(Location identification entries)
--- begin ---

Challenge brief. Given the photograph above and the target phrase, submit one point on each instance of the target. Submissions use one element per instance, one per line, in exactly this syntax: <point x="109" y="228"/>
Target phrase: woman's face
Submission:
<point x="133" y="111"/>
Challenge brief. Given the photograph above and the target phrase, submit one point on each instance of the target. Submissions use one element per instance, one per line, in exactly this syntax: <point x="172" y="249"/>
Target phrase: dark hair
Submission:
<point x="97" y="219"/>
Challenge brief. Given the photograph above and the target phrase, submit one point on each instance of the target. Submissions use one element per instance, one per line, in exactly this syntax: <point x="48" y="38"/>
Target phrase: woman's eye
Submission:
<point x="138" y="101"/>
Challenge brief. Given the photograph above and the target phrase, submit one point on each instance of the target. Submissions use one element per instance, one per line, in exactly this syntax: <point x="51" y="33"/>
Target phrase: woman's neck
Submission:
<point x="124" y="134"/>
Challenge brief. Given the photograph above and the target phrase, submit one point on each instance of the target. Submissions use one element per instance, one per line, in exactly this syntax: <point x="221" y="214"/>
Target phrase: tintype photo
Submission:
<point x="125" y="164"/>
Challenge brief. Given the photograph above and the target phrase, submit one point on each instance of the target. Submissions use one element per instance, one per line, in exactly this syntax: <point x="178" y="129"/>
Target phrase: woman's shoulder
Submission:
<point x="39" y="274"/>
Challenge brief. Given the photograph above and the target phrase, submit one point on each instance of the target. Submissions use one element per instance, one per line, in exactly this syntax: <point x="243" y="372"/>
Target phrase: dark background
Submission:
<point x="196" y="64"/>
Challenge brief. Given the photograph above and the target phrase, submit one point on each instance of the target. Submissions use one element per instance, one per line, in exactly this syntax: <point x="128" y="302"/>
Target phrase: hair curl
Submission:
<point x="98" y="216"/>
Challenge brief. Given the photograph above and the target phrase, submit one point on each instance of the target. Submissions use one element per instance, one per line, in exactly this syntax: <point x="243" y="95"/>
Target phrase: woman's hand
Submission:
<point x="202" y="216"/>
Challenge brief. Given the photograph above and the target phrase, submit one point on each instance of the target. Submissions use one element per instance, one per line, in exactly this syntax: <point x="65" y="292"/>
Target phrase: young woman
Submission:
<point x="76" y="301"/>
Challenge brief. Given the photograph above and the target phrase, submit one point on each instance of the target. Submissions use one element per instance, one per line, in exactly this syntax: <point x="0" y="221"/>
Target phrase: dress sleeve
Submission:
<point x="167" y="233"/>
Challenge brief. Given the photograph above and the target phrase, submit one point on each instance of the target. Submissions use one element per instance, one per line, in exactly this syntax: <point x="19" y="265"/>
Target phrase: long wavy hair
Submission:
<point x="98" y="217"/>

--- end ---

What to do: All of the entries need to be reproduced exactly; please write them out.

Answer to the exercise:
Challenge brief. Given the photograph above and the target phrase, submit one point on each instance of the target. Submissions use one element per instance, one per line, in exactly this syntax: <point x="109" y="228"/>
Target phrase: woman's face
Submission:
<point x="133" y="111"/>
Challenge brief. Given the photograph above and the target phrase, submit one point on each instance of the target. Submissions use one element per instance, one per line, in exactly this syntax: <point x="172" y="249"/>
Target phrase: dark hair
Submission:
<point x="97" y="219"/>
Challenge brief. Given the photograph above and the target phrase, submit one point on each instance of the target. Submissions use one element per instance, one per line, in exactly this syntax: <point x="48" y="38"/>
Target phrase: woman's eye
Submission:
<point x="138" y="101"/>
Challenge brief. Given the photograph above and the target phrase, submit one point on each instance of the target. Submissions use one element per instance, one per line, in exactly this syntax: <point x="51" y="33"/>
Target phrase: woman's neck
Submission:
<point x="124" y="134"/>
Challenge brief. Given the photograph above and the target phrase, submit one point on each instance of the target. Submissions use one element per instance, one per line, in exactly this syntax: <point x="221" y="214"/>
Target phrase: tintype photo
Submission:
<point x="125" y="164"/>
Challenge brief. Given the photograph above and the target phrase, submit one point on each instance of the target. Submissions use one element per instance, one per line, in exactly this syntax: <point x="178" y="129"/>
Target phrase: woman's shoulder
Submission:
<point x="39" y="274"/>
Challenge brief. Given the photograph above and the target phrase, submit one point on each instance of the target. Submissions use one element per instance, one per line, in exactly this syntax: <point x="243" y="372"/>
Target phrase: dark background
Submission:
<point x="196" y="64"/>
Challenge brief. Given the photograph above and the target phrase, submit one point on each instance of the target. Submissions use one element per instance, one per line, in exactly this syntax: <point x="128" y="302"/>
Target phrase: hair curl
Submission:
<point x="98" y="216"/>
Challenge brief. Given the photograph above and the target phrase, submit one point on each instance of the target. Submissions use one element per instance, one per line, in exactly this syntax: <point x="243" y="95"/>
Target phrase: woman's hand
Submission:
<point x="202" y="216"/>
Challenge brief. Given the photograph above and the target phrase, submit one point on each instance of the target. Submissions use one element per instance, one per line, in exactly this syntax: <point x="65" y="292"/>
Target phrase: young woman
Submission:
<point x="76" y="301"/>
Challenge brief. Given the photograph above and the target phrase, submit one point on each instance of the target. Submissions use one element per instance, one per line, in exactly this syntax: <point x="0" y="221"/>
Target phrase: dress sleeve
Submission:
<point x="167" y="233"/>
Challenge brief. Given the photograph above and the target phrase, submit one point on each instance of the target. Submissions use one element per instance, one per line, in exactly this syntax: <point x="19" y="265"/>
Target phrase: long wavy hair
Submission:
<point x="98" y="217"/>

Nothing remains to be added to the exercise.